- Direction 1: Put the lines of the listing from the line with "Target: utility pole" through the end of the listing into a JSON list of strings, one string per line, with blank lines and pictures left out.

- Given text:
* * * *
Here's an example of how to create a view called customer_2, identical to the existing customer table:

In [47]:
%%sql

CREATE VIEW customer_2 AS
    SELECT * FROM customer;

 * sqlite:///chinook.db
Done.


[]

In [48]:
%%sql

SELECT * FROM customer_2
LIMIT 3;

 * sqlite:///chinook.db
Done.


customer_id,first_name,last_name,company,address,city,state,country,postal_code,phone,fax,email,support_rep_id
1,Luís,Gonçalves,Embraer - Empresa Brasileira de Aeronáutica S.A.,"Av. Brigadeiro Faria Lima, 2170",São José dos Campos,SP,Brazil,12227-000,+55 (12) 3923-5555,+55 (12) 3923-5566,luisg@embraer.com.br,3
2,Leonie,Köhler,,Theodor-Heuss-Straße 34,Stuttgart,,Germany,70174,+49 0711 2842222,,leonekohler@surfeu.de,5
3,François,Tremblay,,1498 rue Bélanger,Montréal,QC,Canada,H2G 1A7,+1 (514) 721-4711,,ftremblay@gmail.com,3


If we wanted to modify this view, and tried to redefine it, we'd get an error:

In [49]:
%%sql

CREATE VIEW customer_2 AS
    SELECT
        customer_id,
        first_name || last_name name,
        phone,
        email,
        support_rep_id
    FROM customer;

 * sqlite:///chinook.db
(sqlite3.OperationalError) table customer_2 already exists
[SQL: CREATE VIEW customer_2 AS
    SELECT
        customer_id,
        first_name || last_name name,
        phone,
        email,
        support_rep_id
    FROM customer;]
(Background on this error at: http://sqlalche.me/e/13/e3q8)


If we wish to redefine a view, we first have to delete, or **drop** the existing view:

In [50]:
%%sql

DROP VIEW customer_2;

 * sqlite:///chinook.db
Done.


[]

We're going to create two views that give us versions of the customer table where the customers in the view have specific criteria. The first is a view of all customers that live in the USA.

In [51]:
%%sql

CREATE VIEW customer_usa AS 
     SELECT * FROM customer
     WHERE country = "USA";

 * sqlite:///chinook.db
Done.


[]

We have created this view for you - you can query it in the code editor on the right. Once a view is created it acts exactly like a table - you don't need to specify that it's a view when you are querying it, and you can do anything with a view that you could do with a table (keeping in mind that in our interface you'll have to use [database name].[view_name]).

*Let's create a second view of customers that have purchased more than $90 from our store.*

1. *Create a view called customer_gt_90_dollars:*
- *The view should contain the columns from customer, in their original order.*
- *The view should contain only customers who have purchased more than $90 in tracks from the store.*
2. *After the SQL query that creates the view, write a second query to display your newly created view: SELECT * FROM chinook.customer_gt_90_dollars;.*
- *Make sure you use a semicolon (;) to indicate the end of each query.*

In [52]:
%%sql

CREATE VIEW customer_gt_90_dollars AS 
    SELECT c.*
    FROM customer c INNER JOIN invoice i ON c.customer_id = i.customer_id
    GROUP BY i.customer_id
    HAVING SUM(i.total) > 90

 * sqlite:///chinook.db
Done.
* * * *
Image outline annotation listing
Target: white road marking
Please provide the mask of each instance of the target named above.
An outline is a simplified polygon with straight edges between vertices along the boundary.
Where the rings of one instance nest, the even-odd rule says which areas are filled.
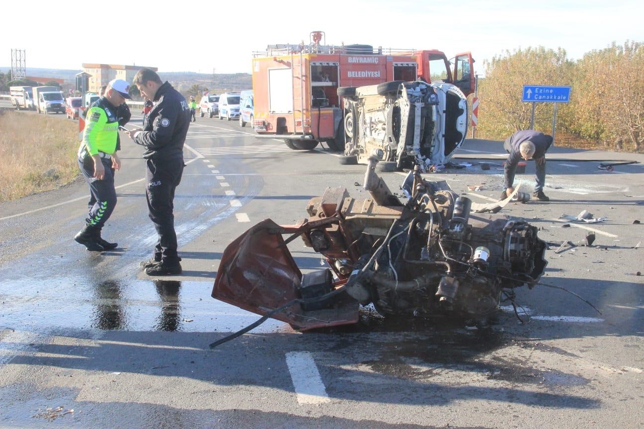
[[[619,235],[616,235],[615,234],[611,234],[609,232],[604,232],[603,231],[600,231],[599,230],[595,229],[594,228],[591,228],[590,226],[586,226],[585,225],[580,225],[578,223],[574,223],[574,222],[562,222],[559,219],[553,219],[553,222],[556,222],[557,223],[567,223],[571,226],[574,226],[575,228],[580,228],[582,230],[586,230],[587,231],[592,231],[592,232],[596,232],[601,235],[605,235],[606,237],[610,237],[611,238],[616,239]]]
[[[572,323],[596,324],[603,322],[603,319],[596,317],[579,317],[577,316],[531,316],[533,320],[545,320],[547,322],[567,322]]]
[[[286,354],[293,387],[300,404],[321,404],[329,402],[328,396],[313,356],[308,352]]]
[[[251,219],[249,219],[248,215],[245,213],[236,213],[235,216],[237,217],[238,222],[250,222]]]
[[[194,162],[197,160],[201,160],[202,158],[204,158],[203,155],[202,155],[201,154],[200,154],[198,152],[197,152],[196,151],[195,151],[194,149],[193,149],[190,146],[188,146],[187,145],[184,144],[184,147],[185,147],[186,149],[187,149],[189,151],[190,151],[193,153],[195,154],[195,155],[196,155],[196,158],[193,158],[192,160],[190,160],[187,162],[186,162],[185,163],[186,165],[191,164],[192,163]],[[130,185],[133,185],[135,183],[138,183],[138,182],[142,182],[142,181],[143,181],[145,179],[146,179],[146,178],[141,178],[140,179],[137,179],[137,180],[133,180],[131,182],[128,182],[127,183],[124,183],[123,185],[119,185],[117,187],[114,187],[114,188],[115,189],[120,189],[121,188],[124,188],[126,187],[129,186]],[[32,213],[36,213],[37,212],[41,212],[42,210],[48,210],[48,209],[50,209],[50,208],[53,208],[54,207],[58,207],[59,206],[63,206],[63,205],[64,205],[66,204],[69,204],[70,203],[75,203],[76,201],[80,201],[82,199],[86,200],[87,198],[88,198],[87,196],[84,196],[82,197],[79,197],[78,198],[74,198],[73,199],[68,199],[66,201],[63,201],[62,203],[59,203],[58,204],[52,204],[52,205],[46,206],[44,207],[40,207],[39,208],[34,208],[33,210],[29,210],[28,212],[24,212],[23,213],[17,213],[16,214],[15,214],[15,215],[11,215],[10,216],[5,216],[4,217],[0,217],[0,221],[4,221],[4,220],[6,220],[6,219],[12,219],[14,217],[18,217],[19,216],[24,216],[24,215],[31,214]]]

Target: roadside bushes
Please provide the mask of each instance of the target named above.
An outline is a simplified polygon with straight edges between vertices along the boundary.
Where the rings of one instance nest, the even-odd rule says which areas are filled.
[[[558,134],[605,149],[644,151],[642,43],[613,44],[576,62],[561,48],[528,48],[506,51],[484,67],[486,78],[478,85],[481,138],[501,140],[529,127],[532,105],[520,101],[524,85],[570,86],[570,102],[557,107]],[[535,129],[551,132],[553,107],[536,104]]]

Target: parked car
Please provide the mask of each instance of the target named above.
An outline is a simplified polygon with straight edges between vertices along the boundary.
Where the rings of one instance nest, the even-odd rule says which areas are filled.
[[[252,121],[255,118],[254,109],[252,102],[252,91],[242,91],[240,93],[240,125],[245,127],[250,122],[252,127]]]
[[[81,105],[82,98],[80,97],[67,97],[65,100],[65,116],[70,119],[78,119]]]
[[[239,118],[240,93],[223,93],[219,96],[219,118],[228,120]]]
[[[207,94],[199,102],[199,111],[202,118],[207,114],[212,118],[219,113],[219,96],[216,94]]]

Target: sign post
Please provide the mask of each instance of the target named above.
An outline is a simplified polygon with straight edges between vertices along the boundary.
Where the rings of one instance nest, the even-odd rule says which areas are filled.
[[[524,85],[522,102],[532,103],[530,116],[530,129],[535,128],[535,108],[536,103],[554,103],[553,114],[553,144],[554,144],[554,126],[557,122],[557,103],[567,103],[570,100],[569,86],[544,86]]]

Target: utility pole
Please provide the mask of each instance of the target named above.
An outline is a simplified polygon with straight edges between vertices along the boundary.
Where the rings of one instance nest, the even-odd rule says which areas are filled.
[[[27,77],[24,50],[11,50],[11,78],[24,79]]]

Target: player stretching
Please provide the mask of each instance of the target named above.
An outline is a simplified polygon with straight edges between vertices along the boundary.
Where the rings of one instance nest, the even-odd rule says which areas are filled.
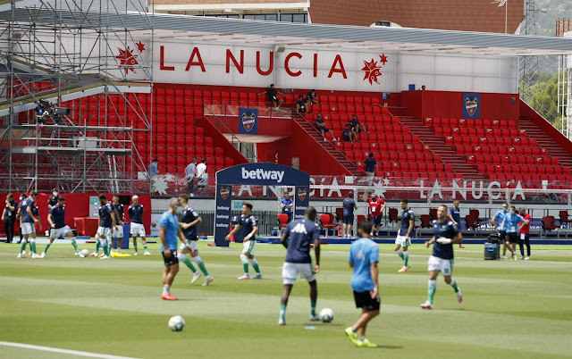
* * * *
- Direction 2: Switch "redefine" to "recreate" in the SQL views tutorial, and write out the passage from "If we wish to" to "in the USA." with that change made.

- Exercise response 1:
[
  "Target: utility pole",
  "Please provide the mask of each instance of the target named above.",
  "An outline is a simplified polygon with straight edges between vertices along the boundary.",
  "Where the rings of one instance nest, the even-odd rule says which areas are filled.",
  "[[[27,77],[24,50],[11,50],[11,78],[24,79]]]",
  "Target: player stretching",
  "Please provide the mask of each instance of the target named above.",
  "An outline is a simplified polygon with straight edges between vertices along the boundary.",
  "Where the rings of one instance nest, the even-odd rule says which areas are filled."
]

- Exercise response 2:
If we wish to recreate a view, we first have to delete, or **drop** the existing view:

In [50]:
%%sql

DROP VIEW customer_2;

 * sqlite:///chinook.db
Done.


[]

We're going to create two views that give us versions of the customer table where the customers in the view have specific criteria. The first is a view of all customers that live in the USA.